Consigne: Recopiez l'article sur le gel dans les vignes depuis « L’heure de vérité » jusqu'à « raconte Mme Faucheron. » inclus, en substituant « Chardonnay » à « Sauvignon ».

Extrait du texte:
============

Le 8 avril, Emilie Faucheron ne pouvait retenir ses larmes dans une vidéo qu’elle diffusait sur YouTube. Elle venait de constater les dégâts du gel sur les rangs de ceps après une nuit où le mercure était tombé à – 6 °C. « 80 % de la propriété a gelé, ça me prend aux tripes », témoignait la jeune viticultrice bouleversée. Elle exploite, avec son mari, 60 hectares de vigne en agriculture biologique, à Montady, dans l’Hérault.
L’heure de vérité approche. Vendredi 20 août, elle a débuté les vendanges par une parcelle de Sauvignon. « J’ai ramassé deux fois moins que d’habitude sur cette parcelle qui représente 10 % de mon exploitation, constate-t-elle. L’objectif ambitieux que nous nous sommes fixé est d’avoir une demi-récolte. Nous ne saurons qu’à l’issue des vendanges, fin septembre, s’il sera atteint. Nous avons travaillé pour y arriver. On a utilisé des biostimulants, on a réchauffé les sols, on n’a rien lâché », raconte Mme Faucheron.
« Historiquement faible »
Sans attendre les premiers coups de sécateur, le ministère de l’agriculture s’est prêté à l’exercice délicat de la prévision. Début août, il a livré une estimation de la récolte française attendue en 2021, comprise entre 32,6 millions et 35,6 millions d’hectolitres, en reflux sur un an de 24 % à 30 %. Le rendement de cette vendange « historiquement faible » serait alors le plus bas jamais vu depuis quarante-cinq ans.

============

(Données de pointage de régions)
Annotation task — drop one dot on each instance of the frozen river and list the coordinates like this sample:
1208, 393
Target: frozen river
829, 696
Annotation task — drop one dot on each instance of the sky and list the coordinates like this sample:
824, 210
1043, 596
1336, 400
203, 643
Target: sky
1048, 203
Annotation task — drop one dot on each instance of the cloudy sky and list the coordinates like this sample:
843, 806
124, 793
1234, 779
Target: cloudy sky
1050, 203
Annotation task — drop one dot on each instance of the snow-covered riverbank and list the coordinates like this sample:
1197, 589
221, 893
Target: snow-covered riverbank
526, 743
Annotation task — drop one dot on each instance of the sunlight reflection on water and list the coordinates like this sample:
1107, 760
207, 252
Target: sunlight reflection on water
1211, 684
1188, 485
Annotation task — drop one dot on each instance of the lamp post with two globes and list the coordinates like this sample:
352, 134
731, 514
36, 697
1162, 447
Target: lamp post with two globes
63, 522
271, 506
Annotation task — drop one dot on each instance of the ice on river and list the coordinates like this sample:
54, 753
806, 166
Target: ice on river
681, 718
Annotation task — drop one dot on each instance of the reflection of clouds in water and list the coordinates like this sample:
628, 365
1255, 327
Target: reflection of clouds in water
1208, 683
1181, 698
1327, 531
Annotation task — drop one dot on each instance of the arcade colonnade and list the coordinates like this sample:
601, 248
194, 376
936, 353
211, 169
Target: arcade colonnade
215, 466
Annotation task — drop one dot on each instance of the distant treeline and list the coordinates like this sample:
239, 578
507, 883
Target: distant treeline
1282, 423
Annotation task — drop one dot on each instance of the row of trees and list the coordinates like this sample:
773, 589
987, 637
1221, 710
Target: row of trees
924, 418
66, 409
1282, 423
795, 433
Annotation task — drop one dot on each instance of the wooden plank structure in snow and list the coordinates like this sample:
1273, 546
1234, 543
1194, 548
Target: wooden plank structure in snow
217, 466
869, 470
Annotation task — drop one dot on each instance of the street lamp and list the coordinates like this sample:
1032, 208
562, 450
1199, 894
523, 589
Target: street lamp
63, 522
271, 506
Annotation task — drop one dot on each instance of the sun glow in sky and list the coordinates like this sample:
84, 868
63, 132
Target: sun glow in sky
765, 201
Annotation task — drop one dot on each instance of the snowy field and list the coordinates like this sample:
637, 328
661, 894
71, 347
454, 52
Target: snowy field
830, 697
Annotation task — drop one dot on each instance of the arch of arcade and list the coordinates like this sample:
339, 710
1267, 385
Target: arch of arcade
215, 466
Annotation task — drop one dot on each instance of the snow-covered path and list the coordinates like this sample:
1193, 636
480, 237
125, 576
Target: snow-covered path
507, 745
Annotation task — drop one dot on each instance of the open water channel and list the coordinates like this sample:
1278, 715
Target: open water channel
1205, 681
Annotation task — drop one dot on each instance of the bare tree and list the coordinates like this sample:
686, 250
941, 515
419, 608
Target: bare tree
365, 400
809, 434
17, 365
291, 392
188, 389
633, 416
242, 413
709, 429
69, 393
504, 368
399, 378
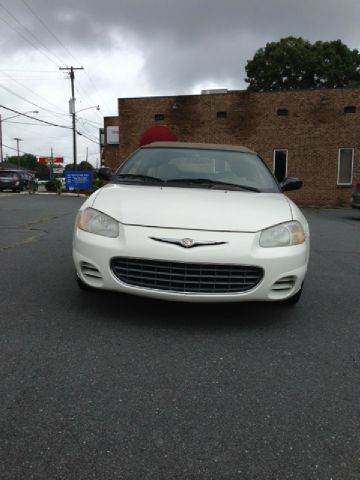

============

Réponse:
L’heure de vérité approche. Vendredi 20 août, elle a débuté les vendanges par une parcelle de Chardonnay. « J’ai ramassé deux fois moins que d’habitude sur cette parcelle qui représente 10 % de mon exploitation, constate-t-elle. L’objectif ambitieux que nous nous sommes fixé est d’avoir une demi-récolte. Nous ne saurons qu’à l’issue des vendanges, fin septembre, s’il sera atteint. Nous avons travaillé pour y arriver. On a utilisé des biostimulants, on a réchauffé les sols, on n’a rien lâché », raconte Mme Faucheron.